Reading text
——
Compilation album by Berryz Kobo
- Released: 14 January 2009 (Japan)
- Genres: J-pop, pop
- Label: Piccolo Town
- Producer: Tsunku

Berryz Kobo chronology
| 5 (FIVE) (2009) | Berryz Kobo Special Best Vol. 1 (2009) | 6th Otakebi Album (2010) |

Singles from Berry Kobo Special Best Vol. 1
- "Anata Nashi de wa Ikite Yukenai (1st)" Released: 3 March 2004; "Piriri to Yukō! (3rd)" Released: 26 May 2004; "Koi no Jubaku (5th)" Released: 10 November 2004; "Special Generation (6th)" Released: 3 March 2005; "Nanchū Koi o Yatterū You Know? (7th)" Released: 8 June 2005; "Jiriri Kiteru (10th)" Released: 28 March 2006; "Waratchaō yo Boyfriend (11th)" Released: 2 August 2006; "Tsukiatteru no ni Kataomoi (15th)" Released: 28 November 2007; "Dschinghis Khan (16th)" Released: 12 March 2008; "Yuke Yuke Monkey Dance (17th)" Released: 9 July 2008; "Madayade (18th)" Released: 5 November 2008;

= Berryz Kobo Special Best Vol. 1 =

Album by Berryz Kobo

Berryz Kobo Special Best Vol. 1 (Berryz工房 スッペシャル ベスト Vol.1) is the first compilation album by the Japanese girl Japanese idol group Berryz Kobo, released in Japan on 14 January 2009 on the record label Piccolo Town.

The CD appeared less than two months before Berryz Kobo's fifth anniversary. It contained material selected from 18 singles and 6 albums the group had released so far. There's also one new track, "Otoko no Ko", which opens the album. All songs on the compilation, except one ("Dschinghis Khan", which is a cover of the German band of the same name), are written and produced by Tsunku.

The album was released in two editions: regular (PKCP-5132) and limited (PKCP-5130/1). The Limited Edition came with a DVD containing bonus videos, while the first press of the Regular Edition had a bonus photo card sealed in. The album debuted at number 4 in the Oricon Daily Albums Chart and eventually ranked eleventh for the week. "Madayade" is the only Berryz Kobo's hit that cannot be found on any other album of theirs to date.
——
Task material

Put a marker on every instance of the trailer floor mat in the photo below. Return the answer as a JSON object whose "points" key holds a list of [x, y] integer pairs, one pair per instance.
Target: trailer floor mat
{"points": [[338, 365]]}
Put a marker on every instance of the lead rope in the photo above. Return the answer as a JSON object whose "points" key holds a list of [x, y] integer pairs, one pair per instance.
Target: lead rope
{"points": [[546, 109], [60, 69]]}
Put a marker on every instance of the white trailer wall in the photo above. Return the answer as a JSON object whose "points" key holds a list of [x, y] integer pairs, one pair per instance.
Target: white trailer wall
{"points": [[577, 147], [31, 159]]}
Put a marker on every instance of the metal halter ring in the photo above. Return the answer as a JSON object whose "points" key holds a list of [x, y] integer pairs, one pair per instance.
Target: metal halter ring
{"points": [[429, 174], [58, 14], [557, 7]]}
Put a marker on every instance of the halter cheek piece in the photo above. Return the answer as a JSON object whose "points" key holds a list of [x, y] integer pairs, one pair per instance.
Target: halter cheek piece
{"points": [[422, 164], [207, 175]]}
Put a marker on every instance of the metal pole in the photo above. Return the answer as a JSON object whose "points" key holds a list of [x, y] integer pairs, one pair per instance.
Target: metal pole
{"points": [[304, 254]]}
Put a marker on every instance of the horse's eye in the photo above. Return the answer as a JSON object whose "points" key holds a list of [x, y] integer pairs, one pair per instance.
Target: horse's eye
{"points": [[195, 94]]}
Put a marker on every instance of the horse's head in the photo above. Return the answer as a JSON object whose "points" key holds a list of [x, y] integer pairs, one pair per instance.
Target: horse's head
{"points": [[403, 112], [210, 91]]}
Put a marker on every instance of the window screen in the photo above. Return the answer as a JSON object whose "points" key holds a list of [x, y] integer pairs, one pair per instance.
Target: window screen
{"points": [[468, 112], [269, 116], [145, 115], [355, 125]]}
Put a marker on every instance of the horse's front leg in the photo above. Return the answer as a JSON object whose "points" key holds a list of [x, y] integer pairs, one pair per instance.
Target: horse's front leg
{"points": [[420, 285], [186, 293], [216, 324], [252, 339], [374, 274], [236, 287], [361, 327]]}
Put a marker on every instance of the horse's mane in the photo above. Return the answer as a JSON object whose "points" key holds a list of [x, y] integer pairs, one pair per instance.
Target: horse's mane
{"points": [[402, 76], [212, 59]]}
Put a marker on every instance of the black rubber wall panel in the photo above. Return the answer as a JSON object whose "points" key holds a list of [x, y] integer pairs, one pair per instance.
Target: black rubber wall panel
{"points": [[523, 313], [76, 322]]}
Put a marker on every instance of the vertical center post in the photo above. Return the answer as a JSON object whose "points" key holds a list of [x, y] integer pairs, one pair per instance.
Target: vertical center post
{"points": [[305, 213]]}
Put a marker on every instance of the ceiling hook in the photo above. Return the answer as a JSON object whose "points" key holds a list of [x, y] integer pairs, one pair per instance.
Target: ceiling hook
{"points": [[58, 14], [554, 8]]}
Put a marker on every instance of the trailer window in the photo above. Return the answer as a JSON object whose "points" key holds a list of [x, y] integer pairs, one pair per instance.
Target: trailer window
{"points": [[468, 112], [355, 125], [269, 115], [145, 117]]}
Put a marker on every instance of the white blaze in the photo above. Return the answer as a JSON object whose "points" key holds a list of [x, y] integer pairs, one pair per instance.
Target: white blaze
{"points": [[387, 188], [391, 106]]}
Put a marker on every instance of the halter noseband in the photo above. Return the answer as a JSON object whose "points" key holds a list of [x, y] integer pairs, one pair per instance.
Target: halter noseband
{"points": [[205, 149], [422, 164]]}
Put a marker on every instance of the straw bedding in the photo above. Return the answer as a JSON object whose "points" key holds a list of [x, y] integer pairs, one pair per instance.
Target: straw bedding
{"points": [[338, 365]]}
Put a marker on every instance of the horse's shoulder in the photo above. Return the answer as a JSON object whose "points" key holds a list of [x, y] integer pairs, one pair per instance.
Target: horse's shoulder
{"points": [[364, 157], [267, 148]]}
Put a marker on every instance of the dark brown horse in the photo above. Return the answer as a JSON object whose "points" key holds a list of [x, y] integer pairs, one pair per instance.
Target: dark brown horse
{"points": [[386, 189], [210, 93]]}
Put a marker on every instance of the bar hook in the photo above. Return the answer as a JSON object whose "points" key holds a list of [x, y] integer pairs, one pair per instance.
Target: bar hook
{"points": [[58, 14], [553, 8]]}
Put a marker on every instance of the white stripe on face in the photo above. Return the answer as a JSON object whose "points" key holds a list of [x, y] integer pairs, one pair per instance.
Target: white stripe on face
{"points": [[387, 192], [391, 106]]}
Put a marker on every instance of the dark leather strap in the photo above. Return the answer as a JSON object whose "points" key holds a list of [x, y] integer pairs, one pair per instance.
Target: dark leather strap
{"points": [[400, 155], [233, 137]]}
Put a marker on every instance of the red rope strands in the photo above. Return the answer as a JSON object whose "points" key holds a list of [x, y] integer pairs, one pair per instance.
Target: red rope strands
——
Requirement 1
According to the album text, which new track opens the compilation?
Requirement 2
Please identify every line of the records that contains the word "ceiling" and copy each one.

Right answer 1
"Otoko no Ko"

Right answer 2
Put a marker on every instance of the ceiling hook in the photo above. Return the answer as a JSON object whose "points" key holds a list of [x, y] integer pairs, one pair per instance.
Target: ceiling hook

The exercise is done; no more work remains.